§ TASK DIRECTIONS
Copy the records below, swapping each "indicate" for "locate" and leaving everything else the same.

§ DATA SUPPLIED

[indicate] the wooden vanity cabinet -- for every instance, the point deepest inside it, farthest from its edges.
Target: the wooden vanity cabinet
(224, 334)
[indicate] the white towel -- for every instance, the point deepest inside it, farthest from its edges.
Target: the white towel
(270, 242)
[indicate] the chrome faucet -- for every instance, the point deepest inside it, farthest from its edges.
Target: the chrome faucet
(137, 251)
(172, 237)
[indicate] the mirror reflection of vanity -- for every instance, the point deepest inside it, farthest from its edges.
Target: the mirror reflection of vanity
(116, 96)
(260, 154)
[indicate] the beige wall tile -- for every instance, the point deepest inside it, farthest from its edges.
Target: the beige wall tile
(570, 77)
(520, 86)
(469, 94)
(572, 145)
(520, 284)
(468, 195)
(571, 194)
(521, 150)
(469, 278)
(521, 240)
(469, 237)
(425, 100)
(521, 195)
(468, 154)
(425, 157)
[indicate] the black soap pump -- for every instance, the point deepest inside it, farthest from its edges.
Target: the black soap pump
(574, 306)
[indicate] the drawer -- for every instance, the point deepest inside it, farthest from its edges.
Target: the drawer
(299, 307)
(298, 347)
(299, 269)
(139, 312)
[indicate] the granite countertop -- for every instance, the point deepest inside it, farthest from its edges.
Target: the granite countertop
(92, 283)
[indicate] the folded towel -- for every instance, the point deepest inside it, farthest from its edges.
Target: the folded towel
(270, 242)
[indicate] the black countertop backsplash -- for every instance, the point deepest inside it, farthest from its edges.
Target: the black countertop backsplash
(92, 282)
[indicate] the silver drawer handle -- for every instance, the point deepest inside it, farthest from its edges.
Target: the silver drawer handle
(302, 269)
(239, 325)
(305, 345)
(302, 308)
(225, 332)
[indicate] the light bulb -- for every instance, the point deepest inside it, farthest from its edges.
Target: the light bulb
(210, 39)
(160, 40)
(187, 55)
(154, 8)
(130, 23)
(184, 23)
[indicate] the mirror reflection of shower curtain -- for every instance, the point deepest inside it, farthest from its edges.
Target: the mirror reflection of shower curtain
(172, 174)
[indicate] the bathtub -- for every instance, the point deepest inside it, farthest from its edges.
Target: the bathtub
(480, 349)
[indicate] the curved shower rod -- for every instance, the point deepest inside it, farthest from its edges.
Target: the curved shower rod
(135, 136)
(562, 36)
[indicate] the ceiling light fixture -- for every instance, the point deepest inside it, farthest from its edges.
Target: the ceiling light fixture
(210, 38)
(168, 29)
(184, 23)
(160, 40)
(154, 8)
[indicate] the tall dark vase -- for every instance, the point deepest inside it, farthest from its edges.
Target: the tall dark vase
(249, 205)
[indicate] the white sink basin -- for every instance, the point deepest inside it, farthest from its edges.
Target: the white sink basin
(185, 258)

§ THE RESULT
[locate] the wooden vanity cabinet -- for every instance, the point deepest inside it, farthest from its edges.
Target: the wooden vanity cabinet
(224, 334)
[locate] the white towel -- for every instance, the point deepest inside it, farthest from its edges.
Target: the white towel
(270, 242)
[locate] the chrome faucet -- for every instance, the point deepest inside it, farthest from its edges.
Target: the chrome faucet
(137, 251)
(172, 237)
[locate] the mirror reflection of vanity -- for every instance, the point deepest inside it, farthest from its edges.
Target: the mirror reflection of vanity
(116, 96)
(260, 154)
[locate] the beige wall tile -- for every instance, the point deepest inside it, farthest from its edges.
Target: the beige wall tile
(570, 77)
(520, 86)
(469, 94)
(572, 145)
(520, 284)
(468, 195)
(571, 194)
(521, 150)
(469, 278)
(521, 240)
(469, 237)
(425, 100)
(521, 195)
(468, 154)
(425, 157)
[locate] the black soap pump -- for every instance, the point deepest inside it, farthest from its edges.
Target: the black soap pump
(574, 306)
[locate] the drawer -- for every instance, the point deepest inside it, farthest from its edges.
Target: the drawer
(299, 307)
(298, 347)
(299, 269)
(139, 312)
[locate] the granite countertop -- for every instance, the point deepest inside it, farthest from its edges.
Target: the granite countertop
(92, 283)
[locate] the folded towel -- for every instance, the point deepest inside it, farthest from its edges.
Target: the folded towel
(270, 242)
[locate] the black countertop backsplash -- for every instance, the point deepest inside it, farthest from its edges.
Target: the black countertop backsplash
(92, 282)
[locate] the silver drawer handle -- for every instance, the point deepest inside it, farthest from its edges.
Target: the silver drawer handle
(302, 269)
(239, 325)
(305, 345)
(302, 308)
(225, 332)
[locate] the light bulb -- for every instance, the point deepest inside it, farthest from its edges.
Target: the light bulb
(210, 39)
(160, 40)
(187, 55)
(154, 8)
(130, 23)
(184, 23)
[locate] the mirror reflection of shower curtain -- for every instance, the point deepest inside it, farthest from its edges.
Target: the mirror reflection of shower curtain
(172, 174)
[locate] the bathtub -- for every instance, the point deepest inside it, farthest from its edges.
Target: the bathtub
(480, 349)
[locate] the curved shower rod -- for every instance, the point deepest inside it, farthest from its edges.
Target: the curved shower rod
(135, 136)
(562, 36)
[locate] the ceiling light fixture -- for every instance, the point deepest inside it, farthest from its edges.
Target: the ceiling light fixture
(210, 38)
(168, 29)
(184, 23)
(160, 40)
(154, 8)
[locate] the tall dark vase -- for every instance, the point deepest inside it, farthest from its edges.
Target: the tall dark vase
(249, 205)
[locate] the white sink basin -- for every instance, the point deepest inside it, farthest from its edges.
Target: the white sink basin
(185, 258)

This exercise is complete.